--- AIM OF THE TASK ---
Nothing more is wanted than an exact repeat of the data below.

Collected data:
BEGIN
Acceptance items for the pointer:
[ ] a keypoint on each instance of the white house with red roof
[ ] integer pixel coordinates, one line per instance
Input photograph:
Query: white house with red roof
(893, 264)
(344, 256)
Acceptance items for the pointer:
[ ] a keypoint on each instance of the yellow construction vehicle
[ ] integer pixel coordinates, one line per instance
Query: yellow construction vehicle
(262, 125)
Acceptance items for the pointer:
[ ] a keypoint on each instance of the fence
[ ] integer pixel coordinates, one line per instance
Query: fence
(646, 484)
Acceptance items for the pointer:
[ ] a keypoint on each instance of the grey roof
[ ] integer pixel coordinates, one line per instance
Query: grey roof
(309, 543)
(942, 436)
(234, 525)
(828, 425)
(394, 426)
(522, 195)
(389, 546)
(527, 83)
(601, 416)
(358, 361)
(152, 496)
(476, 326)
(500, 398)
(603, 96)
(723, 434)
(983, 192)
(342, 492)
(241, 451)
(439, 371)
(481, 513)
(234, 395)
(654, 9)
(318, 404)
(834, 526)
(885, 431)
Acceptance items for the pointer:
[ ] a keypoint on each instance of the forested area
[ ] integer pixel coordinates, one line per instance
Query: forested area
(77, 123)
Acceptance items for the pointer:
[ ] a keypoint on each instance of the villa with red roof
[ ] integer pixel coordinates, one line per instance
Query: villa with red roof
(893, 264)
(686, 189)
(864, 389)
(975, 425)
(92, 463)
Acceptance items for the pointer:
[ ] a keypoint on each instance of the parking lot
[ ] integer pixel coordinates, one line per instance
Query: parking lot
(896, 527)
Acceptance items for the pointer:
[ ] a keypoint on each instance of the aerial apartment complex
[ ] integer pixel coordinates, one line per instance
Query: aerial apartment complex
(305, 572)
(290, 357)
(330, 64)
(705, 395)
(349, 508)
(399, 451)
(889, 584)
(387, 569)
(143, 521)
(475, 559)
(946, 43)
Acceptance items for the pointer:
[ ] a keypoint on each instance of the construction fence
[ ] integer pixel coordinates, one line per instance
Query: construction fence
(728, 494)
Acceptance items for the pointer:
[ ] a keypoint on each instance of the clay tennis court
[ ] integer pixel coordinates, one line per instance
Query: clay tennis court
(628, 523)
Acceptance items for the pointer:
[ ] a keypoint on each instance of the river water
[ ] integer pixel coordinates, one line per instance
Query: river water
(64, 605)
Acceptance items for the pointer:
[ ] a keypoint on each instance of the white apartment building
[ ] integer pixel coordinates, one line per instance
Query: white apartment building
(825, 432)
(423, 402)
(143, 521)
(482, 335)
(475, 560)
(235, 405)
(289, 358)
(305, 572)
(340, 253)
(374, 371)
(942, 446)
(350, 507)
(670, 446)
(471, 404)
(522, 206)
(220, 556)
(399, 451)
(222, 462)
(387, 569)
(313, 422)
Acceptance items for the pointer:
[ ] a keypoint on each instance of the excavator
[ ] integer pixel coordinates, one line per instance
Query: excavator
END
--- REPLY TO THE TASK ---
Acceptance items for the pointer:
[ ] a keypoint on each instance of the white house with red roof
[ ] integer pixel coordinates, one line per instance
Input photograph:
Query: white house with red roof
(893, 264)
(344, 256)
Acceptance items for the pointer:
[ ] a keypoint on each instance of the yellow construction vehicle
[ ] integer pixel coordinates, one line per instance
Query: yellow construction vehicle
(262, 125)
Acceptance items for the pointer:
[ ] a keypoint on each instance of the fence
[ ] integer pixel coordinates, one line per instance
Query: fence
(646, 484)
Acceptance items for the pointer:
[ ] a keypoint on each instance of the grey roof
[ ] integer pixel coordinates, one line per instance
Query: grey roof
(309, 543)
(942, 436)
(234, 525)
(828, 425)
(394, 426)
(522, 195)
(389, 546)
(527, 83)
(601, 416)
(358, 361)
(152, 496)
(476, 326)
(500, 398)
(603, 96)
(723, 434)
(983, 192)
(342, 492)
(241, 451)
(439, 371)
(481, 513)
(234, 395)
(654, 9)
(318, 404)
(834, 526)
(885, 431)
Acceptance items for the pointer:
[ ] a keypoint on each instance of the forested area
[ ] integer pixel coordinates, one line per instance
Query: forested area
(77, 123)
Acceptance items for the pointer:
[ ] a keypoint on each instance of the villa with red roof
[ ] integer pixel coordinates, one line per instance
Query: villa with red roof
(893, 264)
(686, 189)
(864, 389)
(975, 425)
(92, 463)
Acceptance items for the pointer:
[ ] a keypoint on each instance of the parking lot
[ ] integer pixel coordinates, one line per instance
Query: parking lot
(896, 527)
Acceptance items for the pointer:
[ ] a keypoint on each instance of the aerial apartment complex
[ ] integer pixel coordinates, one line per instance
Query: aerial apartment complex
(305, 572)
(290, 357)
(330, 64)
(705, 395)
(349, 508)
(399, 451)
(889, 584)
(387, 569)
(143, 521)
(475, 559)
(946, 43)
Acceptance items for the pointer:
[ ] a keypoint on each instance of the construction fence
[ ] integer pixel coordinates, one line per instance
Query: construction fence
(728, 494)
Acceptance items for the pointer:
[ ] a keypoint on each instance of the clay tennis court
[ ] integer pixel coordinates, one line per instance
Query: clay tennis court
(628, 523)
Acceptance items for the pointer:
[ ] a keypoint on each instance of the river water
[ ] integer pixel coordinates, one line per instance
Query: river water
(64, 605)
Acceptance items for the pointer:
[ ] a keypoint on each instance of the white apartment building
[ ] integer pixel coordinates, one line per instance
Query: white apartment building
(825, 432)
(423, 402)
(143, 521)
(482, 335)
(475, 560)
(235, 405)
(289, 358)
(305, 572)
(340, 253)
(374, 371)
(942, 446)
(350, 507)
(670, 446)
(471, 404)
(522, 206)
(220, 556)
(399, 451)
(222, 462)
(387, 569)
(313, 422)
Acceptance items for the pointer:
[ ] a keypoint on each instance of the excavator
[ ] integer pixel coordinates, one line per instance
Query: excavator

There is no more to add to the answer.